Problem requirements
Which lines of the entries contain the string "metal"? Copy each of them.

Saved entries
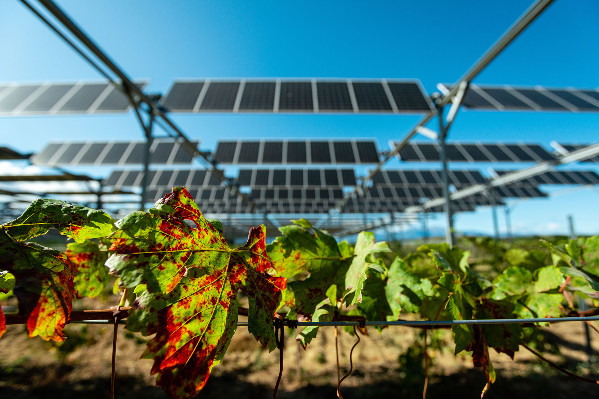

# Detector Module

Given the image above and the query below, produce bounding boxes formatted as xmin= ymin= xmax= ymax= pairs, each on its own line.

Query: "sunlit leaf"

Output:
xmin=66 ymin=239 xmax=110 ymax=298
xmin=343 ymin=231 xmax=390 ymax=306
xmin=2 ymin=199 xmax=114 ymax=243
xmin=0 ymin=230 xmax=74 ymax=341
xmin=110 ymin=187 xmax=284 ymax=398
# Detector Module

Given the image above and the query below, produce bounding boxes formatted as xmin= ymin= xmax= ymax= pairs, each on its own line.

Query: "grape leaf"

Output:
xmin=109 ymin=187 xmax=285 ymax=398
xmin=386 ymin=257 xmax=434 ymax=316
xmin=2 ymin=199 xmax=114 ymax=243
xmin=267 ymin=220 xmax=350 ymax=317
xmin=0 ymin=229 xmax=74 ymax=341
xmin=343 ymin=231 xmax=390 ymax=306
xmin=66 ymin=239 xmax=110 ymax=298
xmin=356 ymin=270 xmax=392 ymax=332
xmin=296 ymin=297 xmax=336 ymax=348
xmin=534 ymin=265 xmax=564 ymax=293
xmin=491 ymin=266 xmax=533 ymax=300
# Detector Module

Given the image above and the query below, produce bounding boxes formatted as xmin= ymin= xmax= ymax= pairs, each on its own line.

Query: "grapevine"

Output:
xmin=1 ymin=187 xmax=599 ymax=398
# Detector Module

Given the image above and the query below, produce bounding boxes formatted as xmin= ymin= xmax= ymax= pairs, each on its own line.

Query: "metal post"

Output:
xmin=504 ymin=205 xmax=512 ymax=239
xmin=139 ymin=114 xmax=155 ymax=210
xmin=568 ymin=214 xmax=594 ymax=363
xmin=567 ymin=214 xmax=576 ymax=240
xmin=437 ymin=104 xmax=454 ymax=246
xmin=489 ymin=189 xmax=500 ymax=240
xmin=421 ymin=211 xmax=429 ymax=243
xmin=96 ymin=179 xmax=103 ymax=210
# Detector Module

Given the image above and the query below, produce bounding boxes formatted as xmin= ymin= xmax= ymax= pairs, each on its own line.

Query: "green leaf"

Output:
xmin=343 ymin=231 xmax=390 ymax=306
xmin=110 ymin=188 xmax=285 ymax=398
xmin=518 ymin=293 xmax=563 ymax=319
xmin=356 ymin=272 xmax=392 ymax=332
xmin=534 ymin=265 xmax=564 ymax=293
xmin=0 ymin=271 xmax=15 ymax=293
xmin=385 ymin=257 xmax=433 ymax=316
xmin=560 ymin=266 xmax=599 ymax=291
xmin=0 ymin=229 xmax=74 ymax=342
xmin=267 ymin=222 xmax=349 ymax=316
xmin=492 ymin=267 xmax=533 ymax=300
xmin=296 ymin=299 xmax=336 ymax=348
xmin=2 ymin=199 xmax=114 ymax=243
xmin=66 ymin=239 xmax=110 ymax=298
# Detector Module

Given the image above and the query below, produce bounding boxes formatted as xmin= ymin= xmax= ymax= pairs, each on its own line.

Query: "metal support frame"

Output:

---

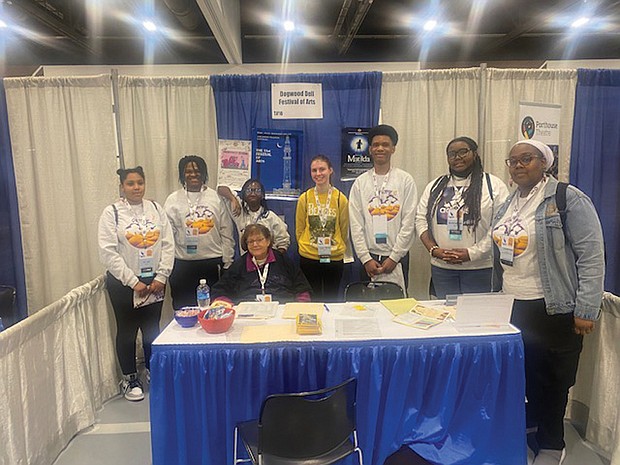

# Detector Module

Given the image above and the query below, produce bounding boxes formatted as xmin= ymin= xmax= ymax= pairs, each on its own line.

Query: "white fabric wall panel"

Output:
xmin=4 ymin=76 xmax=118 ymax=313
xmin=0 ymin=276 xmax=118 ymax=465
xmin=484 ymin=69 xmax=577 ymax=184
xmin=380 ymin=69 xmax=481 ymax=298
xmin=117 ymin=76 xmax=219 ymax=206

* * *

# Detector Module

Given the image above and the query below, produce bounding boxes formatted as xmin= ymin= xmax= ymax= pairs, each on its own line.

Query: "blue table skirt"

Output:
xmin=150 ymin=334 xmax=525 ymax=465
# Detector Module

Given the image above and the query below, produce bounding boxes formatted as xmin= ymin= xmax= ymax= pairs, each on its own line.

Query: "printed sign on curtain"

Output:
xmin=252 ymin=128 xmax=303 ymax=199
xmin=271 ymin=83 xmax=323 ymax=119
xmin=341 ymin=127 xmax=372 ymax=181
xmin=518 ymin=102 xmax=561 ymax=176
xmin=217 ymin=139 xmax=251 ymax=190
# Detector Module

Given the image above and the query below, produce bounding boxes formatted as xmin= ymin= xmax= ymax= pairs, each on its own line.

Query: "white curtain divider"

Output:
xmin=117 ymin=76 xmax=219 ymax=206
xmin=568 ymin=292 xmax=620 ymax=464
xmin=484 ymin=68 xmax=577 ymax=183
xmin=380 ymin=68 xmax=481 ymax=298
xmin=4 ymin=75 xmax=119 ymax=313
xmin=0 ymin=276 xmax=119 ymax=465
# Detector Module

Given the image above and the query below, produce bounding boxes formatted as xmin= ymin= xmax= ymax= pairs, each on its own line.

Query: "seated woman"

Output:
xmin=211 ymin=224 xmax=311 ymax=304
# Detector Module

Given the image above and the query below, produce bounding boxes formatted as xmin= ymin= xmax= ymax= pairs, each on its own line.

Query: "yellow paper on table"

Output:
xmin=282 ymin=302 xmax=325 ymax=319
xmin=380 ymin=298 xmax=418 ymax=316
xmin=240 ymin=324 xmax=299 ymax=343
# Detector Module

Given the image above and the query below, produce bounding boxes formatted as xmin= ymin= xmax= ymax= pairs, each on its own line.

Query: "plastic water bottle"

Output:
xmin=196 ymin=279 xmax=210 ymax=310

Written solution
Query: "metal post"
Query: "metal support frame"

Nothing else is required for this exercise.